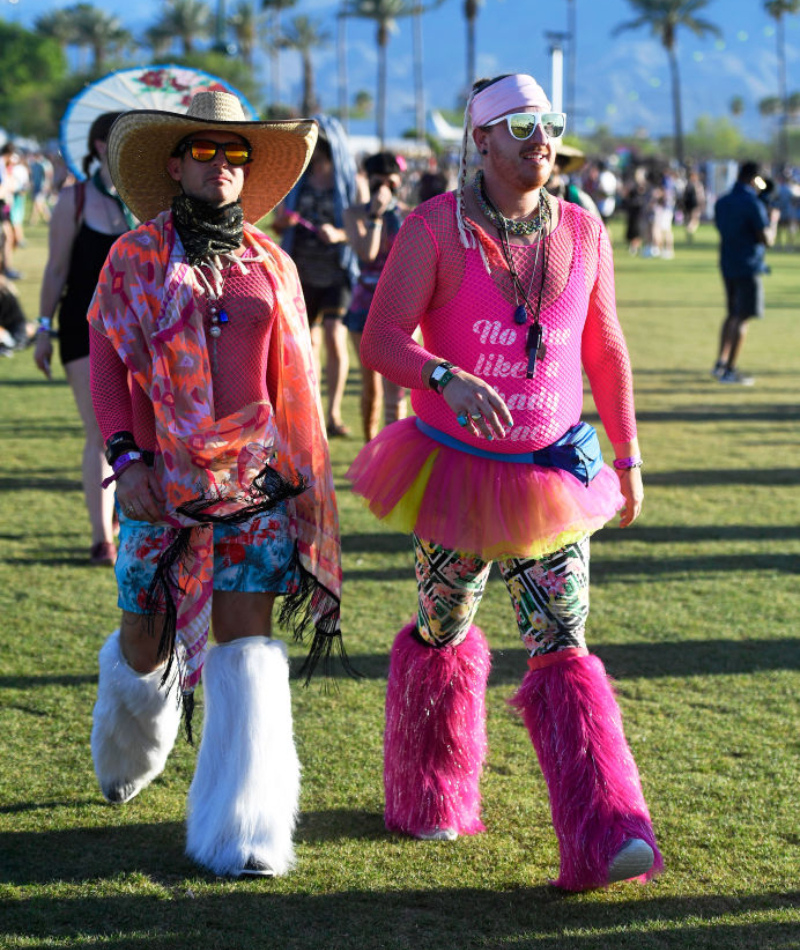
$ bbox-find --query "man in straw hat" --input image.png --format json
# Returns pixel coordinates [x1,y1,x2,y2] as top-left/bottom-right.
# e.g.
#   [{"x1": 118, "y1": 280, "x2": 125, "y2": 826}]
[
  {"x1": 89, "y1": 92, "x2": 341, "y2": 876},
  {"x1": 349, "y1": 75, "x2": 661, "y2": 890}
]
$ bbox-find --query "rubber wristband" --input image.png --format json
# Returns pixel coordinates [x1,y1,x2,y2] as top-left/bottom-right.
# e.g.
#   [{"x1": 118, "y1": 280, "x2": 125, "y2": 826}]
[
  {"x1": 111, "y1": 451, "x2": 142, "y2": 475},
  {"x1": 105, "y1": 430, "x2": 139, "y2": 466},
  {"x1": 614, "y1": 455, "x2": 644, "y2": 472}
]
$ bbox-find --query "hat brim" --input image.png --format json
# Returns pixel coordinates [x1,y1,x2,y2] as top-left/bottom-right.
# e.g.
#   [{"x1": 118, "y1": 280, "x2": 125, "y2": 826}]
[{"x1": 108, "y1": 109, "x2": 318, "y2": 223}]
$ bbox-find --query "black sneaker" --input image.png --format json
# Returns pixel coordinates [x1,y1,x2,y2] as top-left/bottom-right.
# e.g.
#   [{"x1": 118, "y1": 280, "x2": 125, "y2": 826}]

= = =

DIRECTIONS: Your job is to transcribe the entries above exactly; skip the pictures.

THE RESPONSE:
$ bbox-find --query "man in straw hat" --input image.png --format json
# Returns pixel coordinates [x1,y1,x2,y2] as top-left/bottom-right.
# e.g.
#   [{"x1": 118, "y1": 280, "x2": 125, "y2": 826}]
[
  {"x1": 89, "y1": 92, "x2": 341, "y2": 876},
  {"x1": 349, "y1": 75, "x2": 661, "y2": 890}
]
$ bbox-find --query "rubber wristband" --input image.png --format json
# Returns pixel coordinates [x1,y1,x2,y2] as top-left/bottom-right.
# e.g.
#   [{"x1": 118, "y1": 280, "x2": 125, "y2": 826}]
[
  {"x1": 111, "y1": 451, "x2": 142, "y2": 475},
  {"x1": 105, "y1": 430, "x2": 139, "y2": 466},
  {"x1": 614, "y1": 455, "x2": 644, "y2": 472}
]
$ bbox-find --query "hat brim" --input image.png --format json
# Returns pixel coordinates [x1,y1,x2,y2] as top-left/bottom-right.
# e.g.
#   [{"x1": 118, "y1": 280, "x2": 125, "y2": 826}]
[{"x1": 108, "y1": 109, "x2": 318, "y2": 223}]
$ bbox-find --query "black sneaker" --input image.png --format json
# Returns pixel coordinates [x1,y1,x2,y2] as top-left/bottom-right.
# e.g.
#   [{"x1": 118, "y1": 280, "x2": 125, "y2": 826}]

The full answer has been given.